Selected extract:
This project mainly consists of a german tutorial series on text classification with Python and german data. The tutorials are available as Jupyter notebooks in the tutorials folder. In addition, this project contains tools for extracting articles from Wikipedia by categories and a csv-post-processing tool. Already prepared datasets are provided in the data folder. A smaller and more compact dataset is stored in the dl_dataset folder.
Required: Python 3.6+
pip install -r requirements.txt
For a detailed explanation of the following two tools see tutorials/Zusatzkapitel - Wie baue ich mein eigenes Wikipediakorpus?
(only available in German).
$ python wikiparser.py --help
usage: path [-h] [--max_articles MAX_ARTICLES] [--save_date]
optional arguments:
-h, --help show this help message and exit
--max_articles, -ma sets the maximum of articles per category
--save_date, -sd indicates if the generation date of the corpus should be saved
$ python data_postprocess.py --help
usage: path [-h] [--drop_duplicates] [--unify_articles_amount] [--tokenization] [--german_translation] [--nonlation] [--no_umlauts] [--save_methods]
optional arguments:
-h, --help show this help message and exit
--drop_duplicates, -dd", indicates if the duplicates should be dropped
--unify_articles_amount, -uaa indicates if the amount of the articles per category should be unified
--tokenization, -t indicates if the articles should be tokenized or not
--german_translation, -gt indicates if given german translations should replace the original phrases
--nonlatin, -nl indicates if non-latin characters should be removed
--no_umlauts, -nu indicates if umlauts should be replaced
--save_methods, -sm indicates if an abbreviation for the postprocessing methods should be added to the output name
Corpora with german Wikipedia articles and categories as csv-files (subfolder corpora
), JSON-files with german Wikipedia categories and subcategories and a german dictionary file.

Dataset entries
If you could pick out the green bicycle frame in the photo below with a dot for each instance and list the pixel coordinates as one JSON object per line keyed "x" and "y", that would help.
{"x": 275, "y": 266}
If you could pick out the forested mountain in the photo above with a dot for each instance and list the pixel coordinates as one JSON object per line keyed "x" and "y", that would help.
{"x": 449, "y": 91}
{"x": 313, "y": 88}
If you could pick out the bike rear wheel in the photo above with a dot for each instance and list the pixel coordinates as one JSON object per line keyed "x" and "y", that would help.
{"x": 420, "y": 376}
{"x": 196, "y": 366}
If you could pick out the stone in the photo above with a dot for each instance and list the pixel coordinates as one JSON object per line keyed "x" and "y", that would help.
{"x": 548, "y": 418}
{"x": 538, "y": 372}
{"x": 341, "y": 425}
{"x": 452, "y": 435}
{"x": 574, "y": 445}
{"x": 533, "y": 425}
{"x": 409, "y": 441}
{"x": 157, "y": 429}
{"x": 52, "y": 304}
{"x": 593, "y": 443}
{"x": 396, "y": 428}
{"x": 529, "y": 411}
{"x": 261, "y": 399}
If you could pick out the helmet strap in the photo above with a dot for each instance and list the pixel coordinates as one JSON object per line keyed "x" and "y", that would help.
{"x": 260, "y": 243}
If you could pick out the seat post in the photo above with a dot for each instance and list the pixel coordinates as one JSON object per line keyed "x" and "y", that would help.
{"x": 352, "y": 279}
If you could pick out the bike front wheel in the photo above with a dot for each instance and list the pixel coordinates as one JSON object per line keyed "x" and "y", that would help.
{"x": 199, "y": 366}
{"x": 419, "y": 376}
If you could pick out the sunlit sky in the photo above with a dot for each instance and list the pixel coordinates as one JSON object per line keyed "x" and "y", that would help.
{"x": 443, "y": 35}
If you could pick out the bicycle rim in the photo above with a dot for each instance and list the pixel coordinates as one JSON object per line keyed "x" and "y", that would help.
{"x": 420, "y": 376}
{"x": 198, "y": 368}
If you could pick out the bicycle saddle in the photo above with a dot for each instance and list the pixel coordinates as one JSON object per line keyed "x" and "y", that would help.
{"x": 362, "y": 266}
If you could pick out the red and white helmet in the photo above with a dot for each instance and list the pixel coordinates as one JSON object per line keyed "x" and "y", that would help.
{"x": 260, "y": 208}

Your tasks:
A – Do these statements agree with the README on German text classification? (i) The tutorials are provided as Jupyter notebooks. (ii) The project requires Python 3.5 or later. (iii) The --max_articles option sets the maximum of articles per category. Answer yes or no for each, quoting the words of the README that decide it.
B – Write what comes next in the README on German text classification, starting after its final sentence.

Exercise responses:
A –
(i) Yes: "The tutorials are available as Jupyter notebooks in the tutorials folder."
(ii) No: "Required: Python 3.6+"
(iii) Yes: "--max_articles, -ma sets the maximum of articles per category"

B –
Dataset for the university course "Deep Learning" (Julius-Maximilians-university, SS19).
data_generation: Module which stores all the python files for the generation of the data by parsing wikipedia articles on the basis of categories stored in wikicategories.json. The articles will be preprocessed (tokenization, removal of unnecessary parts etc.) and extracted into a csv-file with the columns "category", "summary", "text".
German tutorial series for Text Classification with Machine Learning, Scikit learn and Deep Learning as Jupyter Notebooks.